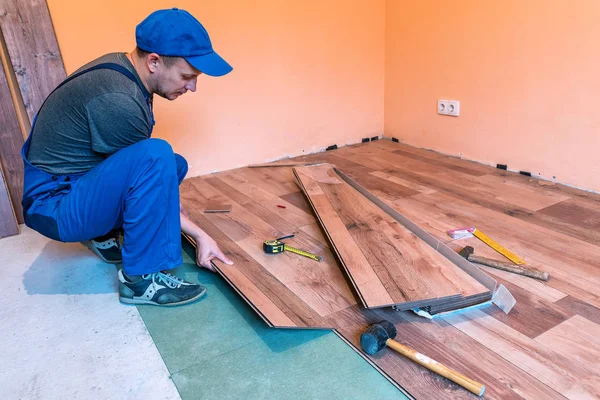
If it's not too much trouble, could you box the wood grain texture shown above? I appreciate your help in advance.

* * *

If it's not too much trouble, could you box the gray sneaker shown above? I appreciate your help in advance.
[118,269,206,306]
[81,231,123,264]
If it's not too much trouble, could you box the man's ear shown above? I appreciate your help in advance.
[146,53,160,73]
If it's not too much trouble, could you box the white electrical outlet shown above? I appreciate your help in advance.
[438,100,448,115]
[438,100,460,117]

→ Exercise
Substitute "outline" for "box" throughout the lines from the one containing "If it's not too much trouble, could you box the gray" through the one containing "[438,100,460,117]", and give those lines back with nothing else changed.

→ The solution
If it's not too much trouble, could you outline the gray sneaker shown above? I appreciate your help in advance.
[118,269,206,306]
[81,231,123,264]
If it's not too much trouble, could you outline the man's ear shown above? I appreciate your help in advance.
[146,53,160,73]
If it's not too much trouble, could you outline the white electrical outlet shown above? I appreciate your help in advance.
[438,100,448,115]
[438,100,460,117]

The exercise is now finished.